Entries for pointing at named objects:
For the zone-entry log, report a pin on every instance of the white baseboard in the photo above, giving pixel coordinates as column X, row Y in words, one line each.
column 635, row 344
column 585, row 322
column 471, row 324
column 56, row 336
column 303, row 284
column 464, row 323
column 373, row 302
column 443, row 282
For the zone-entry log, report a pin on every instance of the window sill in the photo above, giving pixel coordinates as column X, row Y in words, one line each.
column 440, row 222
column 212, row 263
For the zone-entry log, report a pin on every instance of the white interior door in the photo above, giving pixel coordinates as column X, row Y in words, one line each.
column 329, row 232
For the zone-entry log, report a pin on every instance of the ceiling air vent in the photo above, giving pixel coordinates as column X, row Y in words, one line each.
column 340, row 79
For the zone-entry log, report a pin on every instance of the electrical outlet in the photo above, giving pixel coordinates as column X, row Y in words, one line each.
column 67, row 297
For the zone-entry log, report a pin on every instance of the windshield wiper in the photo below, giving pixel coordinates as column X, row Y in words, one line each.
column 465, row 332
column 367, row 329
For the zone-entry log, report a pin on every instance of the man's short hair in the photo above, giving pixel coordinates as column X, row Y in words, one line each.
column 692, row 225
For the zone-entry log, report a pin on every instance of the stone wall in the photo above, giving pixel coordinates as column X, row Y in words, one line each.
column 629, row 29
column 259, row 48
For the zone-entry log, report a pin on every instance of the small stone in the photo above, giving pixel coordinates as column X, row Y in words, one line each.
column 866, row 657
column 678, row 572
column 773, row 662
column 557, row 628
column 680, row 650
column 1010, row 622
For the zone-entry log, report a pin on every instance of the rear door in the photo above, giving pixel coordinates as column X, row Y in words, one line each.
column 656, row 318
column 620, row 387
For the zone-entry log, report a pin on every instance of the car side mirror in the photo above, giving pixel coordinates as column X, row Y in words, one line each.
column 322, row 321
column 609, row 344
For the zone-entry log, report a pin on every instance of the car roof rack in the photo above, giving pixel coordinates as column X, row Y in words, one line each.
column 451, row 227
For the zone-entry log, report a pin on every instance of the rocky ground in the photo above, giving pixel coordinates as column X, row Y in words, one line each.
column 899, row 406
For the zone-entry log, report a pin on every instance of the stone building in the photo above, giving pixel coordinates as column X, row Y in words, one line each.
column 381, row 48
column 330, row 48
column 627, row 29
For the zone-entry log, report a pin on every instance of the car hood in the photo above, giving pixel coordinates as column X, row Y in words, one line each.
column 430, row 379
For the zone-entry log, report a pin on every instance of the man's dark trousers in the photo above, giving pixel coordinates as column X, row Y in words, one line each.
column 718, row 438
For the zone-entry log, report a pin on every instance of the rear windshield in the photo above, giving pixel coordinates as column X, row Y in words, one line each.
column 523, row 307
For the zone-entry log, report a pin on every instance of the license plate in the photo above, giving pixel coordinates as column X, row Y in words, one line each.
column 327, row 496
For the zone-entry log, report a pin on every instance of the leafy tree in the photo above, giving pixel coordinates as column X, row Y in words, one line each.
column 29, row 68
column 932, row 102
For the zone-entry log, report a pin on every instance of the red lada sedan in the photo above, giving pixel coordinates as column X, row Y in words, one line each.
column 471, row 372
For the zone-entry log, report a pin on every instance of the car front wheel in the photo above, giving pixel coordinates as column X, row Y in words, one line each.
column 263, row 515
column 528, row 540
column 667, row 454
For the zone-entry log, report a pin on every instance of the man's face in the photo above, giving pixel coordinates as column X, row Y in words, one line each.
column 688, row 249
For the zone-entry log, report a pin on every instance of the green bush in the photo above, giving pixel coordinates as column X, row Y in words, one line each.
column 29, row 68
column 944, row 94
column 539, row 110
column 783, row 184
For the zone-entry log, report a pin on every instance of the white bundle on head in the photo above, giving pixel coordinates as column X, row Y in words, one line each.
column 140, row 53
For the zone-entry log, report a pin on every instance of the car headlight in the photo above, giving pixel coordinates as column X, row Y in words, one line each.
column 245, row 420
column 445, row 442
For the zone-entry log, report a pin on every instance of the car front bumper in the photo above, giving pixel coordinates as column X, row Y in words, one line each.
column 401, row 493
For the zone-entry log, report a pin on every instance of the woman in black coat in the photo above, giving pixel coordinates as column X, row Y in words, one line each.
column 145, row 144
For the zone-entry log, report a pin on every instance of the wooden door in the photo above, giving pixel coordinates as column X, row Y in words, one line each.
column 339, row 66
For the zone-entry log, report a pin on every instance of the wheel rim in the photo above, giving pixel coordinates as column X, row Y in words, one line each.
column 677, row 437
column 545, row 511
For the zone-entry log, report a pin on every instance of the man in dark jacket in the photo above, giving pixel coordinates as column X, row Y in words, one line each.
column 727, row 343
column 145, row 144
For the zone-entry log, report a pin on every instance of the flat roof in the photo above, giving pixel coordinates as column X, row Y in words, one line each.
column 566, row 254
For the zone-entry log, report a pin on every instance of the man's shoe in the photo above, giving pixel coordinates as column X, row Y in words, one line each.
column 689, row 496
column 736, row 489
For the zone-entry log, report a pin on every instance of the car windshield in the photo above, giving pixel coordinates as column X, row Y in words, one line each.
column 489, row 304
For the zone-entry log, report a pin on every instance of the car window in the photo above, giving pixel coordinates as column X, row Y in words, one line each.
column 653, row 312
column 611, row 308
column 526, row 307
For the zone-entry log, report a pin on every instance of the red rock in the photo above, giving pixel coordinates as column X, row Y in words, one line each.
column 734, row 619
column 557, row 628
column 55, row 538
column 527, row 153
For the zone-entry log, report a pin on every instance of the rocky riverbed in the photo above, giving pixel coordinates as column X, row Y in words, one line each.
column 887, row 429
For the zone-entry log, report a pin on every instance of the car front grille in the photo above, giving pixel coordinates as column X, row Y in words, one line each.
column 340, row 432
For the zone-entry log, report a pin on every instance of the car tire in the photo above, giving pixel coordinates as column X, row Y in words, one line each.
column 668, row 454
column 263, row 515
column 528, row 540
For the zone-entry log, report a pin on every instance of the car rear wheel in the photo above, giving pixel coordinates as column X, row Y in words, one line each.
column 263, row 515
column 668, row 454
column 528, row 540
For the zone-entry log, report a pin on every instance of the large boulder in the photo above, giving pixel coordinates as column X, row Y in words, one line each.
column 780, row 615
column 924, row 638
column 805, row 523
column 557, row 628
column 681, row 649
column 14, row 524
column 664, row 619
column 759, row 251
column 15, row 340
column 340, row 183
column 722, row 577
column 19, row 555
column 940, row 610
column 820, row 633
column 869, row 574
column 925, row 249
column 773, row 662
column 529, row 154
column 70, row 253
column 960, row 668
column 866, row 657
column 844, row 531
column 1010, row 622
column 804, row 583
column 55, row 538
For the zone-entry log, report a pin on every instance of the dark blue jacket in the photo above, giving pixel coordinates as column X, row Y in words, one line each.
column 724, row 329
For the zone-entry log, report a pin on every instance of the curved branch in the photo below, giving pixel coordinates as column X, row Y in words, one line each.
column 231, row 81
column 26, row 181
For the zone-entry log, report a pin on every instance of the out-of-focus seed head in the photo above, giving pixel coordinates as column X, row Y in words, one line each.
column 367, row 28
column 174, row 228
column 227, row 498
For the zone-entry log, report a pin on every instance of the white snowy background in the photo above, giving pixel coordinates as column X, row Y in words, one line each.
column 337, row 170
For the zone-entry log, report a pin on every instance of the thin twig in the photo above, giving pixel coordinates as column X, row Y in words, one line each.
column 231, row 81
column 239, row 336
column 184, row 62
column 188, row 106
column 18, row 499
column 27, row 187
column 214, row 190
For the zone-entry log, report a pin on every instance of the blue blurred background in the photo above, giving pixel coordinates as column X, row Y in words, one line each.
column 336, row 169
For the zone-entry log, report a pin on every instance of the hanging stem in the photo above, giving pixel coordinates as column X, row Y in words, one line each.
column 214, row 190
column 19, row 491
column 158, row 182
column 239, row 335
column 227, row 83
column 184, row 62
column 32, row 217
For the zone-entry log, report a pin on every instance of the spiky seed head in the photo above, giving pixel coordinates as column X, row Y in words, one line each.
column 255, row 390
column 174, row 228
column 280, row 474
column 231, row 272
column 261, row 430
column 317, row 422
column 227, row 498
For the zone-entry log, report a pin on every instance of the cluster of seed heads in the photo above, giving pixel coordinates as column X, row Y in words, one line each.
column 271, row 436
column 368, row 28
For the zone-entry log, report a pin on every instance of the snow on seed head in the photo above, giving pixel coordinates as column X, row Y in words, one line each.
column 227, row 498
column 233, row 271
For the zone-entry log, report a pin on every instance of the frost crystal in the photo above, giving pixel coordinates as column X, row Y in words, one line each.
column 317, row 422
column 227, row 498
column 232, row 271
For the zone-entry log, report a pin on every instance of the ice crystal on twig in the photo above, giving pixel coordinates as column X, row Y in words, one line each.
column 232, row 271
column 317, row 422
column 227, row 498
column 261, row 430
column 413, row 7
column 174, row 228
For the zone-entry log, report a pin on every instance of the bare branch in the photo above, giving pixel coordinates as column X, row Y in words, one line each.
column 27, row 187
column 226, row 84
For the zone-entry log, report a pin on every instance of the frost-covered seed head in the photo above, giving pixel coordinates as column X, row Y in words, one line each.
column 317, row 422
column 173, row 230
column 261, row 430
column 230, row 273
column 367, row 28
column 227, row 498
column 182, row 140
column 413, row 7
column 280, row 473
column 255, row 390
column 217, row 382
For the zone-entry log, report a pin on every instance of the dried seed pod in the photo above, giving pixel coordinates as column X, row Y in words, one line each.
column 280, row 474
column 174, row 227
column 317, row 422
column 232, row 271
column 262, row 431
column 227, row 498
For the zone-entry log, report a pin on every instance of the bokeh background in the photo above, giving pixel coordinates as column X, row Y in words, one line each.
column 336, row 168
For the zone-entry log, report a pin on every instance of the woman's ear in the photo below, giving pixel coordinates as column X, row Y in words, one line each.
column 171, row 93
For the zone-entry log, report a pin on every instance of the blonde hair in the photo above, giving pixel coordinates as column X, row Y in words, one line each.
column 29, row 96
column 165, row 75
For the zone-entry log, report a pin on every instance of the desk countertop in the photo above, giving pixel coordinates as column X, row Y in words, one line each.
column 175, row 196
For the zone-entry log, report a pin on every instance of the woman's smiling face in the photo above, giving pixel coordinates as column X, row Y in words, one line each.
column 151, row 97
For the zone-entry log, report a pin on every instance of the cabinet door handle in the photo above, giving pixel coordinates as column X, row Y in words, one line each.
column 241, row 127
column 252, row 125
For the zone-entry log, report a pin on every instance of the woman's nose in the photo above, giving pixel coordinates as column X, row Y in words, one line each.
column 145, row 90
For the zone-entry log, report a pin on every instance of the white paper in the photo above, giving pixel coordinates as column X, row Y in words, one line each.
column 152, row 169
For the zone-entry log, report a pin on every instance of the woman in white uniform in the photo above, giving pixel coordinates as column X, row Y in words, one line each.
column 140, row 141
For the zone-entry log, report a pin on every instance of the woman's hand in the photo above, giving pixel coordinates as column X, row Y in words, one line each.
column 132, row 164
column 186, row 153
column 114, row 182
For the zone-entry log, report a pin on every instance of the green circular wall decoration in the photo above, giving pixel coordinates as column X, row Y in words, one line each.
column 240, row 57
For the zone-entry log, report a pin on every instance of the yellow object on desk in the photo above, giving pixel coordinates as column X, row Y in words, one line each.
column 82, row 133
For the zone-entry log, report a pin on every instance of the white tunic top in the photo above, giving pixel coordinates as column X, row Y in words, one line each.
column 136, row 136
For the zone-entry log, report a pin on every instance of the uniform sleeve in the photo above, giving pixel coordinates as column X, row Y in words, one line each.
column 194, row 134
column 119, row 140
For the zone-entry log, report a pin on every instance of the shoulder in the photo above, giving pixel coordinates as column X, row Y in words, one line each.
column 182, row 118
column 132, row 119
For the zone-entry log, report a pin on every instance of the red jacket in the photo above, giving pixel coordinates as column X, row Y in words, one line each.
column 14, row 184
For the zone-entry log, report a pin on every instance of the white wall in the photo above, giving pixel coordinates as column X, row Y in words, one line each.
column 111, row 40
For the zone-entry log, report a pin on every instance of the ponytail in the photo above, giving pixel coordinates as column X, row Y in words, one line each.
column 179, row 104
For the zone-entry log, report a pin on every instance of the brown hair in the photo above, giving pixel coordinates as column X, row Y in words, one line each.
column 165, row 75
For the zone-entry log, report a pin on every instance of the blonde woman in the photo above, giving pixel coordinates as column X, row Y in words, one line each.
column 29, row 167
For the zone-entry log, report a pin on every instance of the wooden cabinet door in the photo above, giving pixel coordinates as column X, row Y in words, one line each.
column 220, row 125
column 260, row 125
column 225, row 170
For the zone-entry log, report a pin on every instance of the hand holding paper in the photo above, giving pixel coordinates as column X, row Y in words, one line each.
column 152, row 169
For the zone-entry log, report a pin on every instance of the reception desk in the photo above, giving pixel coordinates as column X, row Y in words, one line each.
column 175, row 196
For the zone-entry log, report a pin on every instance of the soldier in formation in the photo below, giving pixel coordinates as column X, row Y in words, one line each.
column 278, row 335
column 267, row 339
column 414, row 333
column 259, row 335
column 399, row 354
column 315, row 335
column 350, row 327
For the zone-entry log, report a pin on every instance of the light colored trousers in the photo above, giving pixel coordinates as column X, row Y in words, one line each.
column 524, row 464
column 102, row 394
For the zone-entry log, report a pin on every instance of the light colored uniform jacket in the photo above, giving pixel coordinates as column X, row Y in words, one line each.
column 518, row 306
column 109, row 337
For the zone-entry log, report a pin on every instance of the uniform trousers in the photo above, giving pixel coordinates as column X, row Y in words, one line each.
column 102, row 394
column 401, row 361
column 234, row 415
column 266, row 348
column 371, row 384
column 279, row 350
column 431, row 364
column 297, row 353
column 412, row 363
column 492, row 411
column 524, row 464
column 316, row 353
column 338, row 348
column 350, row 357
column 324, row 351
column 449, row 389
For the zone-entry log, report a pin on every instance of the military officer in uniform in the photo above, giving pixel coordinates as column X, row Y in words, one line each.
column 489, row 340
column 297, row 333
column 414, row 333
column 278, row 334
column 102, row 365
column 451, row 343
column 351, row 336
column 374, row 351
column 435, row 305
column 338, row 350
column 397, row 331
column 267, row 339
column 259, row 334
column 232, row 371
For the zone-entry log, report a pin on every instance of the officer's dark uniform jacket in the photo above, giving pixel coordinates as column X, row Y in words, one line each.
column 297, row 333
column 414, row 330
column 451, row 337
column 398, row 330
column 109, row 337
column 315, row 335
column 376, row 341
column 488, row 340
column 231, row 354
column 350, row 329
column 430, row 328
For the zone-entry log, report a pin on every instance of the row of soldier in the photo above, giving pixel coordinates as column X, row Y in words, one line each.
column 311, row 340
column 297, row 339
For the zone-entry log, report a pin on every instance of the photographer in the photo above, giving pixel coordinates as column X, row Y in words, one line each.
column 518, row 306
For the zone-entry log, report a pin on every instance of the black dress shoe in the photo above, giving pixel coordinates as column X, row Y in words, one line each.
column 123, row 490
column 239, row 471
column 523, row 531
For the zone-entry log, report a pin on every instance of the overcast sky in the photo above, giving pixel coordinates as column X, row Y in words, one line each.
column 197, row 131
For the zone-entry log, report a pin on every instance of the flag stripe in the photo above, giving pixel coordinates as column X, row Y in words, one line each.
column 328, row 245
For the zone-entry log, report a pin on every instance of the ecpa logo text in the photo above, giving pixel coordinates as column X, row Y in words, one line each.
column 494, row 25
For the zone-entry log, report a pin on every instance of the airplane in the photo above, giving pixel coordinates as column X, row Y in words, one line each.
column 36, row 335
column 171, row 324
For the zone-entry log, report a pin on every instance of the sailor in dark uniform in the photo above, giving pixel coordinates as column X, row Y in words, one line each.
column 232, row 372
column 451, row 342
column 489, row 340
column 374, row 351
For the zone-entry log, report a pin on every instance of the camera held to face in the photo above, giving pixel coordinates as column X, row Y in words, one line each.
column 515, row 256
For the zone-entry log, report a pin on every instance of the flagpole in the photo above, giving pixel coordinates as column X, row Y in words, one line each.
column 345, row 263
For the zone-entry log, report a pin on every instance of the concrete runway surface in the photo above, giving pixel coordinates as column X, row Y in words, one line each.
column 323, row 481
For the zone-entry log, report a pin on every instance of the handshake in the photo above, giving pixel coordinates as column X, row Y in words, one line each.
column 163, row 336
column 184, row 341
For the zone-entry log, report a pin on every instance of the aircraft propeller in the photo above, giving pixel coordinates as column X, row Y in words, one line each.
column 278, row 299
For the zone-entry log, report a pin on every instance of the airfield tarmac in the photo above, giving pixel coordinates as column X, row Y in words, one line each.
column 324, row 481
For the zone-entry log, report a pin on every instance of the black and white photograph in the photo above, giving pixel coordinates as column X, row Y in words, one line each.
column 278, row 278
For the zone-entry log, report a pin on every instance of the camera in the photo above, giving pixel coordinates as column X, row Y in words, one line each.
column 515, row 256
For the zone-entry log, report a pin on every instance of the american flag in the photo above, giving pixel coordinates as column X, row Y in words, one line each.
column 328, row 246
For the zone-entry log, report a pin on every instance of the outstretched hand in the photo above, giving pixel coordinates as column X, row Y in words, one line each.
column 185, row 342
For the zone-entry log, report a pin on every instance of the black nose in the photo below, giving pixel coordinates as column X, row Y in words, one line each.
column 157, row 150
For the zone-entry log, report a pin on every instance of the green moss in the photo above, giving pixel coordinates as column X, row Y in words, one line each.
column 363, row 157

* What the task requires *
Copy the lines between the one holding "of the snow" and the one holding "column 217, row 382", inclusive, with "seed head" replaced by "seed cluster" and everything else unchanged.

* The result *
For the zone-entry log, report a pin on every instance of the snow on seed cluster in the photo above, giving pixel coordinates as column X, row Y in words, one line each.
column 227, row 498
column 233, row 271
For the zone-entry log, report a pin on every instance of the frost crystal in the photo above, giving pixel coordinates as column X, row Y in words, one line each.
column 317, row 422
column 227, row 498
column 232, row 271
For the zone-entry log, report a pin on every instance of the ice crystal on twig in the photo above, giving pixel coordinates as column X, row Y in words, one line each.
column 232, row 271
column 317, row 422
column 227, row 498
column 261, row 430
column 413, row 7
column 174, row 228
For the zone-entry log, report a pin on every instance of the bare branch in the photo above, giving pixel coordinates as column X, row Y in words, one line each.
column 27, row 187
column 226, row 84
For the zone-entry log, report a pin on every instance of the frost-covered seed cluster in the photo above, giving pixel coordinates as column X, row Y in words, one line each.
column 317, row 422
column 173, row 230
column 261, row 430
column 230, row 273
column 367, row 28
column 227, row 498
column 182, row 140
column 413, row 7
column 280, row 473
column 255, row 390
column 217, row 382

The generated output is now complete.